**Source document:**
The Invalid, Wolfgang Heimbach |
I am home in DC visiting my parents over Christmas and New Year's, an extended visit of a few weeks. My father's recently had a major operation (the Whipple surgery) because he was high-risk for pancreatic cancer. The recovery is harrowing. He's in pain, it's hard for him to eat, he's lost wait to point of looking like an entirely different person.
Still, it was a good Christmas, with my young nieces and nephew cavorting through the house, and the grown-ups lingering in conversation at the dinner table, and my dad cheering up considerably as the days went by.
Now the rest of the family's departed, leaving me and my parents, and some extra germs. My mom and I have both come down with a nasty bug my niece and sister-in-law were just getting over when they arrived.
Also there are the two dogs: high energy Cleo and aging Kramer, who is quickly coming un-house-broken. Among this group of humans and animals, we all (except for perhaps Cleo) need some kind of special help.

**Excerpted records:**
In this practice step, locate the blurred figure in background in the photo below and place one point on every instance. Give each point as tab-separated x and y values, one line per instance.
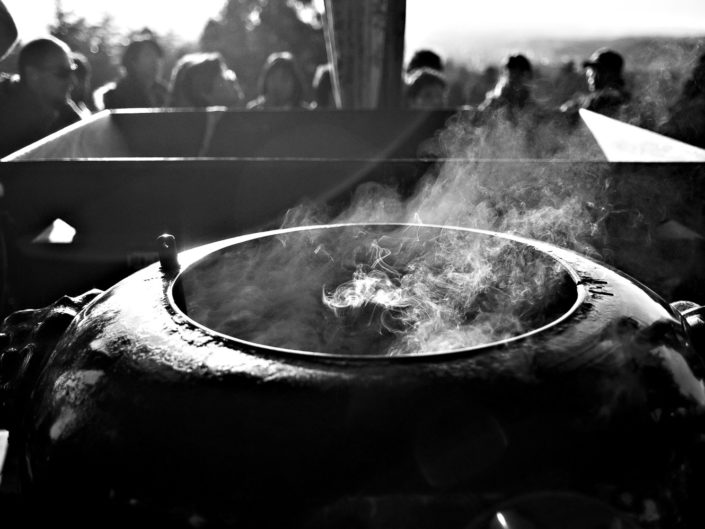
36	102
686	121
203	80
607	93
425	59
280	85
8	31
81	91
480	89
323	87
426	89
140	87
512	94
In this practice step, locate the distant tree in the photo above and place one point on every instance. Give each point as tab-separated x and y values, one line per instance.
247	31
97	42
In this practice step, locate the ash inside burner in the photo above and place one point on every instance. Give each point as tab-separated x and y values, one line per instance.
377	290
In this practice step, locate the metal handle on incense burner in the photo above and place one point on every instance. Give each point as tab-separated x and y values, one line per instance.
27	337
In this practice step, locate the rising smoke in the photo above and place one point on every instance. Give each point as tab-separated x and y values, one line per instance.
414	290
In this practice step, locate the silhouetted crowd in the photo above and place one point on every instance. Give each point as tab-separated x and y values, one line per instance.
52	89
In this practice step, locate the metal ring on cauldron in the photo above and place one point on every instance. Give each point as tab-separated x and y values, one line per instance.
140	408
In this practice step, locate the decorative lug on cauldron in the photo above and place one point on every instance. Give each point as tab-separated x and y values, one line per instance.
168	255
143	405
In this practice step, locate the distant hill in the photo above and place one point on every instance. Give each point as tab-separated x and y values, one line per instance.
640	53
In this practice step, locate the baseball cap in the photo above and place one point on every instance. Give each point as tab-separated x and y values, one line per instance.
605	59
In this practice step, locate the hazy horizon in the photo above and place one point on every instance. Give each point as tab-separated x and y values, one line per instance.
457	29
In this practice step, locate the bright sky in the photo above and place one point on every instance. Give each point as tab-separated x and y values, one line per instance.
441	24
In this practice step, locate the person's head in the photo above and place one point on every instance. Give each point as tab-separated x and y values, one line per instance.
426	88
46	69
280	82
323	87
203	79
604	69
424	59
142	60
518	70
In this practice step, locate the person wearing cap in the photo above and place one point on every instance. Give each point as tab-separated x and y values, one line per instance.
607	94
36	102
511	95
426	89
686	120
140	87
424	59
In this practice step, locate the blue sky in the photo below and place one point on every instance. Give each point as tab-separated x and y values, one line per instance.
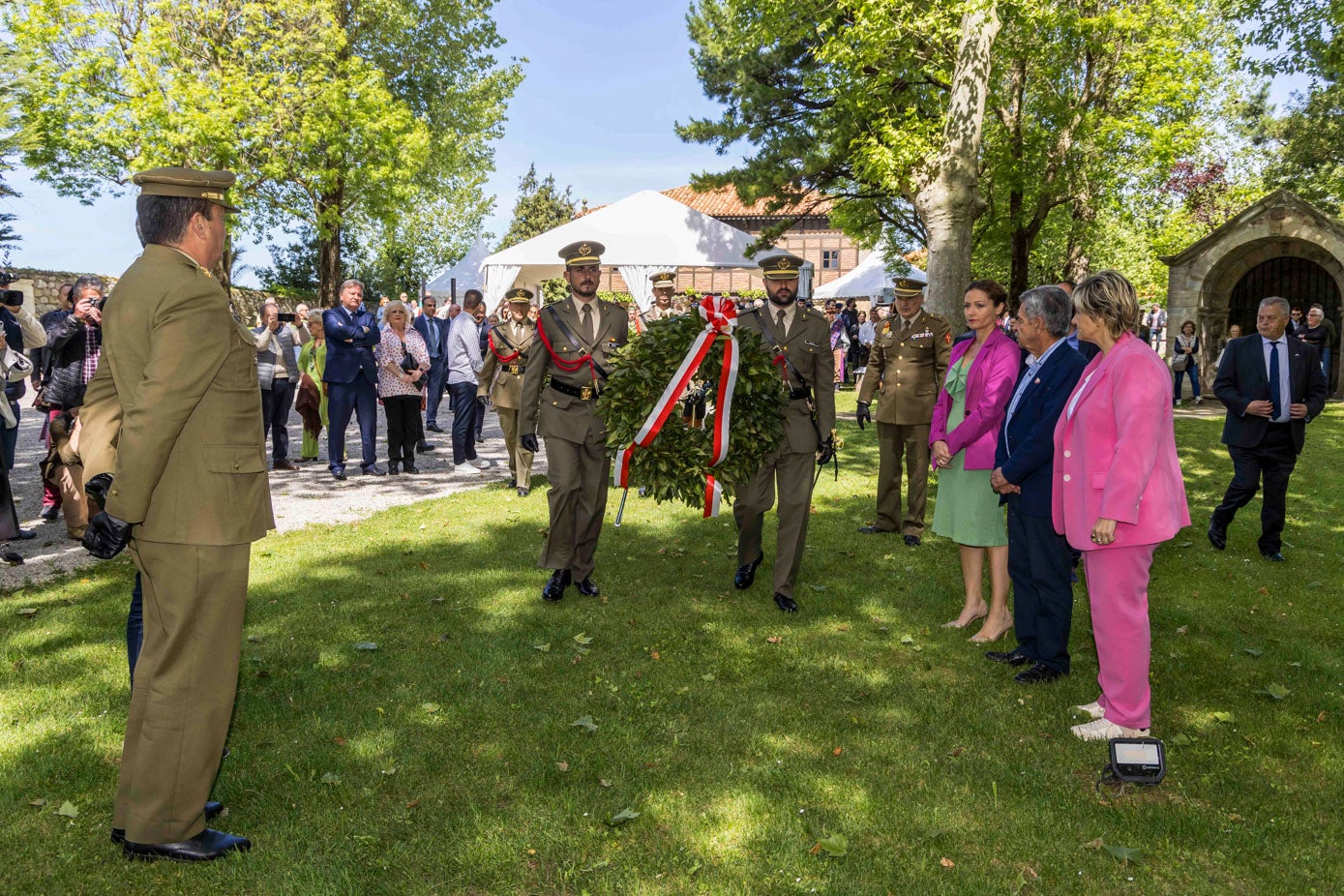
596	107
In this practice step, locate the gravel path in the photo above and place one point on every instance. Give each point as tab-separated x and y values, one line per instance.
299	498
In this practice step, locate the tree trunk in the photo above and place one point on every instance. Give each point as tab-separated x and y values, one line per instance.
949	199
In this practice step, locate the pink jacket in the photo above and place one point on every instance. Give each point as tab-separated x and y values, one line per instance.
989	386
1116	453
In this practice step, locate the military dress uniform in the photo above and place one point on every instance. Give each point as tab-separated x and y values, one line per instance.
501	380
173	417
805	340
908	362
560	405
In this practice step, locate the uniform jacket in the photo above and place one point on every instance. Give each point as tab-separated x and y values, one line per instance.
1026	446
989	384
173	412
1116	456
349	345
808	348
504	381
909	370
553	414
1243	379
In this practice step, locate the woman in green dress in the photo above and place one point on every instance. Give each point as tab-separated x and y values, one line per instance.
981	375
312	363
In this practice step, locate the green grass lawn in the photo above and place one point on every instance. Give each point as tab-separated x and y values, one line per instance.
448	761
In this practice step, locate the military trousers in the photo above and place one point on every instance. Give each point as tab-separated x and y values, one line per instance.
578	473
519	459
793	473
897	442
184	684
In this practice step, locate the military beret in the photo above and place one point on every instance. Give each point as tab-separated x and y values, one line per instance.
582	253
187	183
906	287
783	266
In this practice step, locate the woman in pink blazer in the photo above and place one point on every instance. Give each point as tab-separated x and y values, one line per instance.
1119	493
971	405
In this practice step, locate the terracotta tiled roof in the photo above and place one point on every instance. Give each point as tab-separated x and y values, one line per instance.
725	203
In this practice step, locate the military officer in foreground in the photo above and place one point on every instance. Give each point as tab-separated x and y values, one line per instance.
566	370
908	362
172	439
802	338
501	379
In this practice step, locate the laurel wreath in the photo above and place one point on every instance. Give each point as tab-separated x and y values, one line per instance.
674	466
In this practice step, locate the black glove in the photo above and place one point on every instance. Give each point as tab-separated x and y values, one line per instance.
97	488
106	536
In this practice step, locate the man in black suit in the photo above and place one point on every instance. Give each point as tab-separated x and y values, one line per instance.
1038	556
1273	387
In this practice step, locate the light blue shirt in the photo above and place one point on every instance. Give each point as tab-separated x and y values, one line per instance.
1284	393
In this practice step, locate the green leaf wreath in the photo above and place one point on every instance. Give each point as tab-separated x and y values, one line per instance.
674	466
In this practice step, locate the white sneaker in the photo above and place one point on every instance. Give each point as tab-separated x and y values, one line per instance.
1091	709
1105	730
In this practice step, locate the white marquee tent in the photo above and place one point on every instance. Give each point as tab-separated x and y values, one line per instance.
642	234
870	277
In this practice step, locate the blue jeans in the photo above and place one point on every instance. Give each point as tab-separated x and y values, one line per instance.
1192	371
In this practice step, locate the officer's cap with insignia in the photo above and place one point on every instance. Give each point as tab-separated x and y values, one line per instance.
187	183
783	266
582	253
906	287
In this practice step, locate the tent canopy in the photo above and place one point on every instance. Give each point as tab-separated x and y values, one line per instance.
644	234
871	277
466	272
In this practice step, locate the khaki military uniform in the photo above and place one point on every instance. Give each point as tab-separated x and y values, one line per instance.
908	363
504	386
791	463
173	414
576	435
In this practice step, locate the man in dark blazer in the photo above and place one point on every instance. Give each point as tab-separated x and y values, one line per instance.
351	377
1273	387
1039	562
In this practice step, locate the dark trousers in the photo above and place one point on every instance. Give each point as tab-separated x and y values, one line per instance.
275	417
1040	568
463	421
359	397
1273	459
403	428
434	383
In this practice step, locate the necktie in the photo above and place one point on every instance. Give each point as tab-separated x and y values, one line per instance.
1274	386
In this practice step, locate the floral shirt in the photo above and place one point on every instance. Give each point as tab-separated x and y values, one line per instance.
389	355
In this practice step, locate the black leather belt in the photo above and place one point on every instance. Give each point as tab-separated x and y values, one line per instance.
584	393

**Task goal:**
Could you write what comes next in the account of the holiday visit home to a father recovering from surgery, picking up right after its last sentence?

**Output for this task:**
So we're making each other cups of tea, cooking up chicken stock, encouraging each other to take naps, and discussing which nutritional supplements are the most palatable. My father bravely endures an episode of pain while I, still a little flu-ish, load the dogs into the car and take them to the dog park so my mom can get a break from taking Kramer out. None of us wants more pee on the carpet.
When my dad's not in pain, he tidies up the kitchen and takes Kramer on short walks. My mom does the laundry, because my mold allergy is too severe for me to go into the basement laundry room. I do as many dishes as possible, thinking always of the countless dishes my parents did when I lived here, during the endless years (in reality five) I lay in bed with undiagnosed Lyme disease. (I can never do enough dishes to repay them for all they did for me.)
My father seems to almost prefer getting through his periodic bouts of pain on his own, but afterwards he wants to talk about what's happening to him, how he's juggling tiny meals and antibiotics and oxycodone (which he hates taking), not to mention a drainage tube sticking out of his side to help clear a post-surgical infection. So I sit and listen, wishing there were more I could do.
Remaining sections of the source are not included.